# Start of READING PASSAGE

Basic Empty Weight: The standard empty weight plus the weight of any additionally
installed or optional equipment.

Basic Empty Weight Center of Gravity. The c.g. of an aircraft in its basic empty
weight condition, and is an essential part of the weight and balance record.

Center of Gravity (CG): A point along an aircraft’s longitudinal axis at which all the
loads and forces are perfectly concentrated and balanced. It is computed by dividing
the total moment by the total weight of the airplane. Its distance from the reference
datum is found by dividing the total moment by the total weight of the airplane.
(Total Moment / Total Weight = Center of Gravity)

Center of Gravity Arm is the arm obtained by adding the airplane's individual
moments and dividing the sum by the total weight.

Center of Gravity Limits are the extreme forward and aft center of gravity locations
(limits) within which the airplane must be operated at any given weight.

Center of Gravity Range: The horizontal distance, along an aircraft’s longitudinal
axis, within which an aircraft has been found to be fully maneuverable at all specified
design speeds, weights and loading configurations.

Datum: A convenient vertical reference plane along the longitudinal axis of an
aircraft from which all horizontal measurements are taken.

Installed Equipment: All optional accessories and equipment permanently installed
on an airframe or engine at the time of weighing. These items must be included in
the “Installed Equipment List” resulting in the Basic aircraft weight. Additions and
deletions must be noted in the list each time they are made and new Weight and
Balance calculations performed to determine the magnitude and effect of weight
change. Ballast, if permanently installed, must also be listed.

# End of READING PASSAGE

> **GOAL 1**
Copy the part of the weight and balance definitions from "(Total Moment /" up to and including "measurements are taken.", word for word.

# Start of GIVEN RECORDS

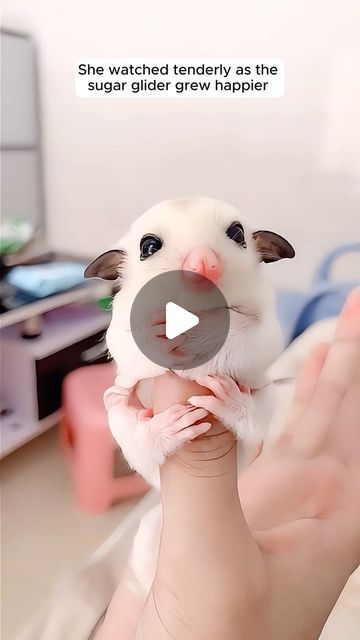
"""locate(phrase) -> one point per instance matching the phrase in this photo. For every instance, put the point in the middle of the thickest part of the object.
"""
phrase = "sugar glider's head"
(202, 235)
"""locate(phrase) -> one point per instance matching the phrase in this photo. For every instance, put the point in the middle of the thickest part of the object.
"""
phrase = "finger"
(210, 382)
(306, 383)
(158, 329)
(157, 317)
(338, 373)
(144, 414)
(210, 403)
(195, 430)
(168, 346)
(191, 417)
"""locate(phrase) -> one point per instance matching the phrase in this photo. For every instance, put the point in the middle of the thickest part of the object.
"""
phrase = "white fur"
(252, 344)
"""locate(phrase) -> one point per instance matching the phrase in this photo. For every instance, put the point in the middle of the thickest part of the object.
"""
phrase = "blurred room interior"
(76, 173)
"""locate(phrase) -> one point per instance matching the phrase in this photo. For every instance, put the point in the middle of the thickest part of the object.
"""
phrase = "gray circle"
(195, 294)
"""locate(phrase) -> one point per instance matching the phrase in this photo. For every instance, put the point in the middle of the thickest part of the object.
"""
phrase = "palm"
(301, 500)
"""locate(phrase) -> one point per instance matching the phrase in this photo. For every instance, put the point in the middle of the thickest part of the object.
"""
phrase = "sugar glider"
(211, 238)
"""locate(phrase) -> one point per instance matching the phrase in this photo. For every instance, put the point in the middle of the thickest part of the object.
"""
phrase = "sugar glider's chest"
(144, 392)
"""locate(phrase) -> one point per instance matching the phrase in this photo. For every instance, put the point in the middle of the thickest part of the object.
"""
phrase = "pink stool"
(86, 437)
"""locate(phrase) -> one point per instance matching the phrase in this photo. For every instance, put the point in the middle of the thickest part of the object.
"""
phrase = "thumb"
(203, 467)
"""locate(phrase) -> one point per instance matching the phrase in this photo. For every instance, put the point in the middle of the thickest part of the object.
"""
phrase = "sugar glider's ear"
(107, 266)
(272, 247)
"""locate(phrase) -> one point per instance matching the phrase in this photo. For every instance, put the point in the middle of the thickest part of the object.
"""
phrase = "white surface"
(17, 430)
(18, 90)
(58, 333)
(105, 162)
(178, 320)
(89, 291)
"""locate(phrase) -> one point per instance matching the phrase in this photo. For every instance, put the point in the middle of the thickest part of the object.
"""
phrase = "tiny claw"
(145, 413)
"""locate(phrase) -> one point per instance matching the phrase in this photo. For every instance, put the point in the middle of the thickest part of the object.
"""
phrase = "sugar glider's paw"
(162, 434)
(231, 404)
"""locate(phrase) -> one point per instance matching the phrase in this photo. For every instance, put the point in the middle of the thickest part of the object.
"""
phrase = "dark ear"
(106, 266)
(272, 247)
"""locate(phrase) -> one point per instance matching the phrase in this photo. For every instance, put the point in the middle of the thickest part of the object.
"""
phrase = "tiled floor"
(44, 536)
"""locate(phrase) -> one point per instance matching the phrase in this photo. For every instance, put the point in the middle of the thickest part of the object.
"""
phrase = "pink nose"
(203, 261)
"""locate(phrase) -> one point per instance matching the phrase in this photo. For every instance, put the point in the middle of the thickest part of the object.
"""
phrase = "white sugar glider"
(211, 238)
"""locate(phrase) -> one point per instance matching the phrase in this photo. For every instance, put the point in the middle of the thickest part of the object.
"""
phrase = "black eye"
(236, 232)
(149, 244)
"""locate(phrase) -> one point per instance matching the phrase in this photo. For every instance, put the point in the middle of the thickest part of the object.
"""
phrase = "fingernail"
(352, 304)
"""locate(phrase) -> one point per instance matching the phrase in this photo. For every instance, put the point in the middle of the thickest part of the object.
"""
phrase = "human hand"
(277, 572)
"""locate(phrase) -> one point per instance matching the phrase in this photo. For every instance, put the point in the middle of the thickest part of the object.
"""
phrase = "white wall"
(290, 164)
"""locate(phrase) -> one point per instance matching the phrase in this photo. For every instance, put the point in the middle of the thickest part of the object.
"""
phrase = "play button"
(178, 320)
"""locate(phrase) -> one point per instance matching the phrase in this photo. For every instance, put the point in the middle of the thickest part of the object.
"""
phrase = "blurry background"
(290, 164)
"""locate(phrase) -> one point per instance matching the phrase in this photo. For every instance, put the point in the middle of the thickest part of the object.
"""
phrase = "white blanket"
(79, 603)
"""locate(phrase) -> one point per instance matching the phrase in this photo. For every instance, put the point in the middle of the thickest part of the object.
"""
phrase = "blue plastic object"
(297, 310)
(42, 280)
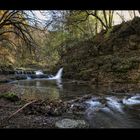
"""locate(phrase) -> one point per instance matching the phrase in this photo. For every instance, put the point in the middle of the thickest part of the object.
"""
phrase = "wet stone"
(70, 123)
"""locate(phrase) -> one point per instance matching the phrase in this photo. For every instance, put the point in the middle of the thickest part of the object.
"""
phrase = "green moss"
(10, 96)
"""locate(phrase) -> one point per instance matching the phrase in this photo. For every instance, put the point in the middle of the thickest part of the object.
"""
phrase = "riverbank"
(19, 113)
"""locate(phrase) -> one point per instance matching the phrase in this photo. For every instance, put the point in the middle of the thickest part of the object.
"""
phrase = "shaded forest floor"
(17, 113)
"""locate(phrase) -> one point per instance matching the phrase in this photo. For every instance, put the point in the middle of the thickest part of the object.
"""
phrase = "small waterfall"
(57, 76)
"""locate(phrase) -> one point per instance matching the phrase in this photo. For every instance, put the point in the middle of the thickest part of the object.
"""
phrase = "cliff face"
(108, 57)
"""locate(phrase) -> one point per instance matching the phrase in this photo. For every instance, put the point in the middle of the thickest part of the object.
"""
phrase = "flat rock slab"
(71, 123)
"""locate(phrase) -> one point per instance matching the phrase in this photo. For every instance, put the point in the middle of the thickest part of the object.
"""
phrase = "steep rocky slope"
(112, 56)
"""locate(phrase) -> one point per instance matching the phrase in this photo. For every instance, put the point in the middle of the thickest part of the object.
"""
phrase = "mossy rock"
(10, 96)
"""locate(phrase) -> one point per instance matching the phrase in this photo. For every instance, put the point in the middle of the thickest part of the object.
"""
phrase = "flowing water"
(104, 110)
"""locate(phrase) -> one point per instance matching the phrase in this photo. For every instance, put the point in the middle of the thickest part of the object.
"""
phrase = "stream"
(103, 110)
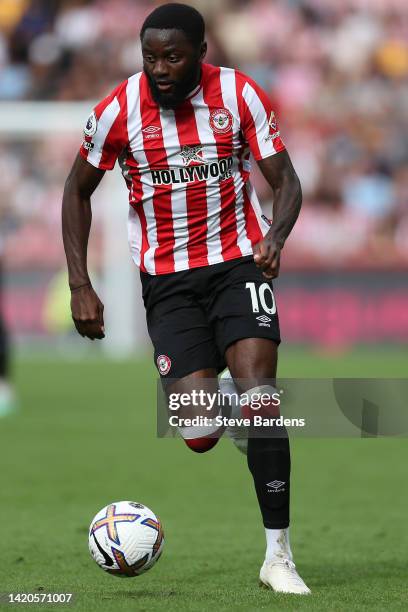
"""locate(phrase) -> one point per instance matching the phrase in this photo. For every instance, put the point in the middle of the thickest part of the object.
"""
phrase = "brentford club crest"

# End of GIVEN RECORDS

> **GOAL 2**
State how many lines of the rows contain the string "white", matching case. Reply with the number only.

> **FULL OUTPUT 1**
(Total Moment / Total Weight = Center of Gravity)

Center of Gravity Arm is the arm obtained by adding the airplane's individual
moments and dividing the sum by the total weight.

Center of Gravity Limits are the extreme forward and aft center of gravity locations
(limits) within which the airplane must be operated at any given weight.

Center of Gravity Range: The horizontal distance, along an aircraft’s longitudinal
axis, within which an aircraft has been found to be fully maneuverable at all specified
design speeds, weights and loading configurations.

Datum: A convenient vertical reference plane along the longitudinal axis of an
aircraft from which all horizontal measurements are taken.

> **FULL OUTPUT 2**
5